- [Collection entries]
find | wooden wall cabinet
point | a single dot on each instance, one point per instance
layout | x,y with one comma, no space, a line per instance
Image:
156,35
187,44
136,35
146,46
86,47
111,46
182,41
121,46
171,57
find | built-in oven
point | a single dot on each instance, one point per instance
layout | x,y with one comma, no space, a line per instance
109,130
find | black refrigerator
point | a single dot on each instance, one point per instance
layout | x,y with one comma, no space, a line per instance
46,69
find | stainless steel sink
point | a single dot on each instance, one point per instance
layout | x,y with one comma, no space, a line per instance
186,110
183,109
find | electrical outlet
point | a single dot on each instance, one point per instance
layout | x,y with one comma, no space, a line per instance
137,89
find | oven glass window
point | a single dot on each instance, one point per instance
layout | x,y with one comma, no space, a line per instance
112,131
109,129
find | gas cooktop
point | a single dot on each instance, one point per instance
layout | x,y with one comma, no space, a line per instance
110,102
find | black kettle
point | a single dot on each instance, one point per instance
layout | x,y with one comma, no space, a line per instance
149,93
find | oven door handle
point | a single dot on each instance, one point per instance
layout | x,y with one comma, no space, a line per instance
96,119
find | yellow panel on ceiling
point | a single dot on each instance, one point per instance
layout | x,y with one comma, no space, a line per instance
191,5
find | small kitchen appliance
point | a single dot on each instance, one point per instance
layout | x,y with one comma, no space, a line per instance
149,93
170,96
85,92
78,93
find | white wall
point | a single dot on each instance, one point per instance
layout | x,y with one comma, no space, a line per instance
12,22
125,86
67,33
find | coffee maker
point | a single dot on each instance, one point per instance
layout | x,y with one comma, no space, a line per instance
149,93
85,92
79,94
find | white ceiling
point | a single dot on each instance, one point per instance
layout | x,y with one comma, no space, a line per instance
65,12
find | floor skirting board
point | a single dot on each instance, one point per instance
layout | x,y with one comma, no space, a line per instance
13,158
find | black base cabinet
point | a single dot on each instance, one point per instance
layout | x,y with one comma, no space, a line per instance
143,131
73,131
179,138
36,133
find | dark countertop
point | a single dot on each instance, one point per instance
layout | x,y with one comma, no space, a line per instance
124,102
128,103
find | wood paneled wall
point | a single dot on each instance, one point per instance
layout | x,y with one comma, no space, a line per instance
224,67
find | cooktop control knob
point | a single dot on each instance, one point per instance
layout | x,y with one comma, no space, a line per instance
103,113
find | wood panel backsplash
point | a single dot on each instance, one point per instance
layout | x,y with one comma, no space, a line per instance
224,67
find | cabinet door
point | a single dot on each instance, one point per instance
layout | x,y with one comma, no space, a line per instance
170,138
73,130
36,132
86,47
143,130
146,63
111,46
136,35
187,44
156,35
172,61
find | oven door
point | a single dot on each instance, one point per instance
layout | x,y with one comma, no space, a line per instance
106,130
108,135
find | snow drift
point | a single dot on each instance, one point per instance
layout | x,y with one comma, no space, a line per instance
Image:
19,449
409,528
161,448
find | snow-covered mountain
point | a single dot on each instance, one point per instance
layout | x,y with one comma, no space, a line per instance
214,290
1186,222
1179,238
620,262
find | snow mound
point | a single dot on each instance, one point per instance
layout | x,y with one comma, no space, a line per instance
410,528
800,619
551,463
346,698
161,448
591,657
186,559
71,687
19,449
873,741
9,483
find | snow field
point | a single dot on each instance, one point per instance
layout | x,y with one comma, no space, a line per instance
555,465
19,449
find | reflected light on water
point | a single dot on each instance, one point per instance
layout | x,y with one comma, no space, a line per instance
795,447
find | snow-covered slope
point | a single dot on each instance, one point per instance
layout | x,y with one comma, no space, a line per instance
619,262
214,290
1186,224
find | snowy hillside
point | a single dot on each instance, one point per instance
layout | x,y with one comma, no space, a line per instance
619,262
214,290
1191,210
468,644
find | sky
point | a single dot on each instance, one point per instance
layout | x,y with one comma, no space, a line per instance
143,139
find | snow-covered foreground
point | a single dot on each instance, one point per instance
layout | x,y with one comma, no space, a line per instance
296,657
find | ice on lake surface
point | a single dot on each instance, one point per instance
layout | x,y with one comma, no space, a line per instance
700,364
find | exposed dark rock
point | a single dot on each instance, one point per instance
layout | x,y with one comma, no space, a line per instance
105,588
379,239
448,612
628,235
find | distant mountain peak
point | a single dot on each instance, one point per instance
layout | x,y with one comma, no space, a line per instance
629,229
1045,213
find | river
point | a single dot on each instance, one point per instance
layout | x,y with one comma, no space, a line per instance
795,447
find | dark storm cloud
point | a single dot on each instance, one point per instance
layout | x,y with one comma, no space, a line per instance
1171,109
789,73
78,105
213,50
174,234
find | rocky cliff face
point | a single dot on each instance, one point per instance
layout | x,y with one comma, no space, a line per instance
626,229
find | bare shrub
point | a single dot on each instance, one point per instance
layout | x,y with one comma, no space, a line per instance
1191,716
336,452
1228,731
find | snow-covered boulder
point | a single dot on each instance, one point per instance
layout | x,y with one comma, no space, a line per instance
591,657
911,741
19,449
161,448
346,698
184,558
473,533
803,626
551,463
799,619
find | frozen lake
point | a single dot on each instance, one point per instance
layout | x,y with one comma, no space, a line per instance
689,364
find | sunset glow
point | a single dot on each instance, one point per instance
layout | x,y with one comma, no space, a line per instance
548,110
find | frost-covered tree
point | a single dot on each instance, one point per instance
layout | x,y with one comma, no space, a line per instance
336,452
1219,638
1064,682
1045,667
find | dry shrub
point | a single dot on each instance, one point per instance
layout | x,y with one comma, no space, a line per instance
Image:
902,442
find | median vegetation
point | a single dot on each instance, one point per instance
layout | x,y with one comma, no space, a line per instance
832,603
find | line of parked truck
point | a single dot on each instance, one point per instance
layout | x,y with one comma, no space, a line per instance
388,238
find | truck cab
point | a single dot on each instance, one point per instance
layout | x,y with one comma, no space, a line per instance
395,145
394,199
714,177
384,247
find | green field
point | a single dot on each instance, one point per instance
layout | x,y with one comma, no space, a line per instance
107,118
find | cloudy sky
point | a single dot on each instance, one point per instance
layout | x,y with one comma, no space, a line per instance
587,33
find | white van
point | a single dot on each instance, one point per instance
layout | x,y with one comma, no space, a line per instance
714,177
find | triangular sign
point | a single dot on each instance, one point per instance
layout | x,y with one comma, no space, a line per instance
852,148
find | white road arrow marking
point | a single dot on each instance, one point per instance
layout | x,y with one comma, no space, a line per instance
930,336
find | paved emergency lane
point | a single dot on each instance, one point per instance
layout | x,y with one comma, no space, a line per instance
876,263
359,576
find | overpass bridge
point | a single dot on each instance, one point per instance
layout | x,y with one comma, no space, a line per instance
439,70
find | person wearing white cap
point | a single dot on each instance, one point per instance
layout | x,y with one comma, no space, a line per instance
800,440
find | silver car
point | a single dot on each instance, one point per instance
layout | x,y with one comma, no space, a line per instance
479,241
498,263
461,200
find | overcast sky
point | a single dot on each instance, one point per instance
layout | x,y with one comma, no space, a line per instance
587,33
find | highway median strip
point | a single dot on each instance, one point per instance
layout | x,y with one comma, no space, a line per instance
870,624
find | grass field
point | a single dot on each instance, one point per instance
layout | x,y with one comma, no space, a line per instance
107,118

- [WORK TO BE COMPLETED] Lines after the one containing "find | built-in oven" are not part of the task. Output the entries exactly from their first line through that one.

- [ANSWER FOR THIS EXERCISE]
find | wooden wall cabinet
point | a single dot on each instance, one point per instance
layout | x,y with one comma, no space, a line per instance
Image:
156,35
187,44
136,35
146,46
86,47
111,46
182,41
121,46
171,57
find | built-in oven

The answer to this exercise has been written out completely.